INPUT RECORDS:
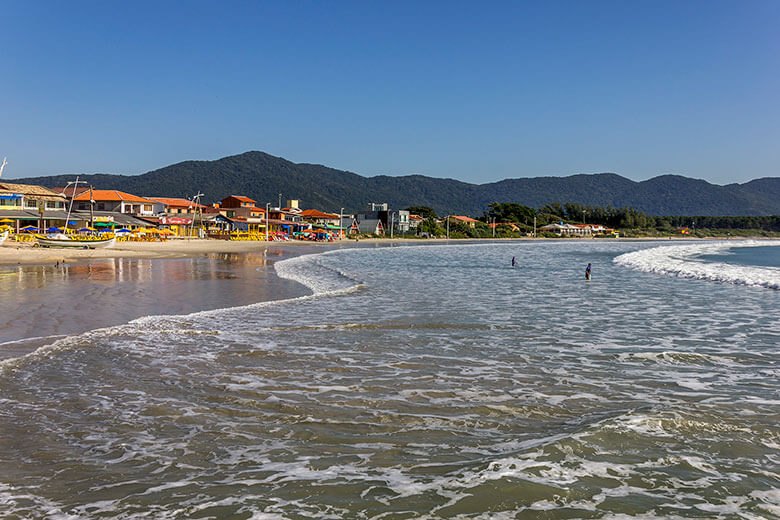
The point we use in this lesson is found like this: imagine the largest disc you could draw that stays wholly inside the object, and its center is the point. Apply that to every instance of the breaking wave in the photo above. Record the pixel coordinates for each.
(684, 261)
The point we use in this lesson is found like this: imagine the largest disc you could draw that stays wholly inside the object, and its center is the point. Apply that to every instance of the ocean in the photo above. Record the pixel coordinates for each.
(427, 382)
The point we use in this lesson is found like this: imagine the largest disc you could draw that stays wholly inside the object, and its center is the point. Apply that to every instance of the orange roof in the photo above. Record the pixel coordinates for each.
(314, 213)
(112, 195)
(183, 203)
(241, 198)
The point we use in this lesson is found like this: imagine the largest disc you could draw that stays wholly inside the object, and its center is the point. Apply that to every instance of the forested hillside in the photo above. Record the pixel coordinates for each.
(263, 177)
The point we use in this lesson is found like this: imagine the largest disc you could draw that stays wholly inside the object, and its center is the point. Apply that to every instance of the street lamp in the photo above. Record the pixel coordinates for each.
(267, 204)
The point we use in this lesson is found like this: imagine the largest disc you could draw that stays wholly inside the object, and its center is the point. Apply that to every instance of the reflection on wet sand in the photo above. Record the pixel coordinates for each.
(63, 299)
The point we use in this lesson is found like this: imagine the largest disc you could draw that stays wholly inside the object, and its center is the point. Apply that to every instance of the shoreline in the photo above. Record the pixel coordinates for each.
(119, 278)
(23, 254)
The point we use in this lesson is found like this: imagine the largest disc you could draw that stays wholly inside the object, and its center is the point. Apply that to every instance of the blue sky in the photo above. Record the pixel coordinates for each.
(476, 91)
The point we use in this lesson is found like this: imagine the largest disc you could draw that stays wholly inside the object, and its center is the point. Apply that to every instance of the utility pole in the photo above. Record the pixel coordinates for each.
(195, 201)
(267, 205)
(91, 207)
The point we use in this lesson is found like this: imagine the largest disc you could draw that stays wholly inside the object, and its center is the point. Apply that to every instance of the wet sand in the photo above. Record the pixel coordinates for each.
(41, 303)
(52, 293)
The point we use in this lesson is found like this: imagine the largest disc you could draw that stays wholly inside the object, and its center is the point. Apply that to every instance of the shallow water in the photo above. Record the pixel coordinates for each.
(416, 382)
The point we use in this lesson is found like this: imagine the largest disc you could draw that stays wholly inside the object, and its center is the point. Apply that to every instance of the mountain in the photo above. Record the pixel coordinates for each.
(262, 177)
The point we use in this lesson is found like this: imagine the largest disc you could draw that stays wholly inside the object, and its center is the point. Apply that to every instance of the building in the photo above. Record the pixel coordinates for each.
(567, 229)
(470, 222)
(30, 205)
(175, 206)
(237, 201)
(399, 221)
(115, 201)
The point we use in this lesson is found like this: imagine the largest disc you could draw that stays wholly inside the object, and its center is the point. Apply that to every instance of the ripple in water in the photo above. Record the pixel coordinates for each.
(418, 382)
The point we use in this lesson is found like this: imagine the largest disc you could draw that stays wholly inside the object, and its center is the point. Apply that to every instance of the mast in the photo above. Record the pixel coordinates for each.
(75, 186)
(91, 207)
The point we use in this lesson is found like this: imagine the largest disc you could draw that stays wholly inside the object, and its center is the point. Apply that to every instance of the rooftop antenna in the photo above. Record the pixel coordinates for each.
(196, 201)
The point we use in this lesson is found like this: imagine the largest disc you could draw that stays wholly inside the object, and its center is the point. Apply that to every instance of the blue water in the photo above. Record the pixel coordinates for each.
(766, 256)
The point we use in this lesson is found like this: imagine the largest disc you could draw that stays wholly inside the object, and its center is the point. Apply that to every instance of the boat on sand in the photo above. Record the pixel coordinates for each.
(62, 240)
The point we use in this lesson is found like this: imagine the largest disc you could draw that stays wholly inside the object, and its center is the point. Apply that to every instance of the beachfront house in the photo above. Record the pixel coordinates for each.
(175, 206)
(468, 221)
(569, 230)
(23, 205)
(398, 220)
(114, 201)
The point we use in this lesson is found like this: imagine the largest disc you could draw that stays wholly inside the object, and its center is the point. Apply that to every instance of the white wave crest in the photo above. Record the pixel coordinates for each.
(307, 271)
(681, 261)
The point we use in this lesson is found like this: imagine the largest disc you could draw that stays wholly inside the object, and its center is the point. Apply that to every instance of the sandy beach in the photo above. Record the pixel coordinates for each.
(12, 253)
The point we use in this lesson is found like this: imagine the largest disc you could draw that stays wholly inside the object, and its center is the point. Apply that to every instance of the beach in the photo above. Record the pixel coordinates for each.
(405, 382)
(52, 293)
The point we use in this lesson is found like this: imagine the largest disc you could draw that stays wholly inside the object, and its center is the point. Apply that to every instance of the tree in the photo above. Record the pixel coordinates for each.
(424, 211)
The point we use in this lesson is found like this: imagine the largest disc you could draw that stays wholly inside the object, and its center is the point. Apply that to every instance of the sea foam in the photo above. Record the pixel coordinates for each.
(683, 261)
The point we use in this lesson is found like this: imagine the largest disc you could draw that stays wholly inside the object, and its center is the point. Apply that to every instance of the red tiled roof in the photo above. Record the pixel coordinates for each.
(68, 190)
(173, 201)
(241, 198)
(112, 195)
(314, 213)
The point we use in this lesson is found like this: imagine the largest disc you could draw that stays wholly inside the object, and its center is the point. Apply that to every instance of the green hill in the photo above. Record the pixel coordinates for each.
(262, 177)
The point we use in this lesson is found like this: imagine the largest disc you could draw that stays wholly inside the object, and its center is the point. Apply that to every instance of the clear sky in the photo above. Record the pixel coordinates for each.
(477, 91)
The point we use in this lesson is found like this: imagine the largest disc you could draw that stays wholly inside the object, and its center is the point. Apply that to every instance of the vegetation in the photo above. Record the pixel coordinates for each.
(263, 177)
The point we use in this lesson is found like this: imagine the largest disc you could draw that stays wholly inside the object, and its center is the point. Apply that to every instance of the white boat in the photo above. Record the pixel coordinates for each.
(61, 240)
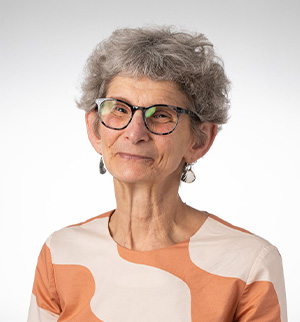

INSTRUCTIONS FOR THE TASK: Quote the records above word for word, from the first line to the last, and leave out the pictures.

SOLUTION TO THE PROBLEM:
The point we use in this lesson is found like this: imagine the largest disc you could draw that stays wholly inside the object, and its center is the point. Apply that to every instance of the breaking wave in the photo above. Record the pixel coordinates for each.
(684, 261)
The point we use in this lesson is found like this: imagine the largest disc you could draw that stays wholly inside the object, and its center is the point. Apply that to every instance of the ocean in the photo above. Record the pixel coordinates for each.
(427, 382)
The point we use in this lesson is found like this: imagine the largest disc you could draw that stays wholly inside the object, and its center is the point. Apply that to every instance of the orange roof in the photo above. Record the pixel coordinates for each.
(314, 213)
(112, 195)
(183, 203)
(241, 198)
The point we use in this lesson is found like this: imagine the largest disc you could draw that stays wholly inside the object, and its center is the point. Apply that to every instance of the forested hillside in the photo above. Record the pixel coordinates for each.
(263, 177)
The point we use in this lesson is found like this: imagine the largest disc you could draw that stays wholly inside the object, and its center is the point. Apply that to every instance of the street lamp in the photo above. Record the pixel coordinates for each.
(267, 204)
The point we use in this lesson is found like this: imagine the largest disc you could draw that stays wholly inside the object, and its center is the point. Apply that to every instance of the reflection on wet sand in the photo above. Record the pixel coordinates for each.
(63, 299)
The point we use in this lesson is found like this: imagine the largest disc you could draw that stays wholly inside the object, and its center is the point. Apply that to every instance of the shoreline in the photo above. Record the pixel coordinates for each.
(119, 278)
(23, 254)
The point we use in this lesson is found like this: imagine the largest disc you could draw that stays wholly inside the object, and its center is the point. Apply that to every instance of the blue sky in the photo above. Record the pixel coordinates for each.
(476, 91)
The point we use in this lesson is found like this: imagine the largest disc you could draw that stays wholly inside the object, and its center is the point. Apply that to every instance of the utility pole in the photo above. Record the pixel coordinates for each.
(195, 201)
(267, 205)
(91, 207)
The point we use in this lesson is found like this: imagine the largest disc you could draw that stays wholly inside the object, and its center is the point. Apply that to every instance of the wet sand in the photo above. Record the pixel coordinates for each.
(41, 303)
(52, 293)
The point we use in this lesson is found like this: imagine the largest disc you could draw that stays wholly inside the object, and its center is the point. Apply that to every instance of the shallow water in the photo above. Record the pixel coordinates for each.
(416, 382)
The point we use in this lesson is found like this: imagine the largest disc you could draw that stays wholly inside the object, and its center is the point. Apply that to every instance of the mountain in the photo above. Record the pixel coordinates for each.
(262, 177)
The point we use in this lesson is found like this: imagine the largest disc you could draw that stays wholly inside the object, and its center is the point. Apply that to every instance of the building in the photo above. Record the pixel coordinates for each.
(567, 229)
(470, 222)
(30, 205)
(175, 206)
(237, 201)
(399, 221)
(115, 201)
The point we use in this lesson is found like this: imagine the largest disc you could draw that stays wholly inside the object, and its center is the point. Apply that to every instance of the ripple in water in the photo above. Record the pixel coordinates for each.
(418, 382)
The point we use in this lesson is found like this: imagine the largest disc you could draw that stays wholly inside the object, and its center is the point. Apply that to every instance of the mast in the photo above. Record the pixel coordinates for each.
(75, 186)
(91, 207)
The point we use in this lesson is found like this: imagine the largest disc you could draw that stays wholly inside the object, and its center is the point. Apply that to every instance of the rooftop antenna in the photo above. Record the pixel coordinates for each.
(196, 201)
The point we use in this lesson is found like this: imagine the largest disc you could draw that stays wholly inside the object, and its center is the point. Apply that to every instance of the blue water in the photo above. Record the pixel coordinates for each.
(766, 256)
The point we use in this lesson is found like this: imagine the largest disc you could draw that stays wholly inside the object, and its center is the point. Apply that to every instance of the boat on sand in the photo above. Record the pixel coordinates for each.
(62, 240)
The point we use in this lesson is found like this: imagine the largest disc you could draw that stays wholly inside the object, and its center is the point. Apply that to every instance of the beachfront house in the photo above. Record the pixel coordinates for each.
(175, 206)
(468, 221)
(569, 230)
(23, 205)
(398, 220)
(114, 201)
The point we use in this lesson is found like this: imagine the largest disc you could draw that stays wholly inside the object, and its center is the point. Apply that to every instance of the white wave crest in the photo above. Record the pixel coordinates for each.
(307, 271)
(681, 261)
The point we use in this lesson is found like this: imagine the largest disc you could draw that stays wholly inside the object, and its center is the point. Apply that to every instance of the sandy beach in the photo above. Record the pixel coordinates for each.
(12, 253)
The point we use in this lesson is found like this: imagine the largest disc you could draw that stays wholly inside the object, and its center is the point. Apply that to every instance of the beach in the photo above. Record the pixel coordinates for each.
(405, 382)
(52, 293)
The point we use in this lesson is found like this: imagine the largest disc you could draw that stays wholly inside the object, and its center is the point. Apply that to every instance of the tree in the photo above. Record the pixel coordinates for each.
(424, 211)
The point we use in this lesson is found like this: imagine the largest disc you could draw that stays wholly inside the object, and its center is the point. Apply that to every instance of the sea foam in the photo above. Record the pixel coordinates for each.
(683, 261)
The point we use in this lesson is found like this: imagine the largest disc you could draw that stays wholly inside the object, and its center is the point. Apply that to every instance of the red tiled roof in the photo above. Record the pixel coordinates for each.
(68, 190)
(173, 201)
(241, 198)
(112, 195)
(314, 213)
The point we use in this lesson is found like this: imagine the largest disc you could draw that stays wholly inside the object, and its center is the point. Apply that to every instance of the green hill in the photo above. Record the pixel coordinates for each.
(262, 177)
The point we use in this lesson is found like this: imagine the largest disc you could draw that stays wholly inside the object, and its center is the point. Apply that to every instance of the clear sky in the photo above. Record the pixel coordinates for each.
(477, 91)
The point we use in this lesson is found like this: imagine the largest disc you could draw that stays wholly inside the object, and its center is the point. Apply that to every instance of the vegetation in the photo above. Record the pixel coordinates for each.
(263, 177)
The point we use in this lesson is found like this: imagine the largest disc you could draw that stays wholly inside the object, and its center is the point. Apply that to every instance of the white boat in the photo above. Record the pixel coordinates for each.
(61, 240)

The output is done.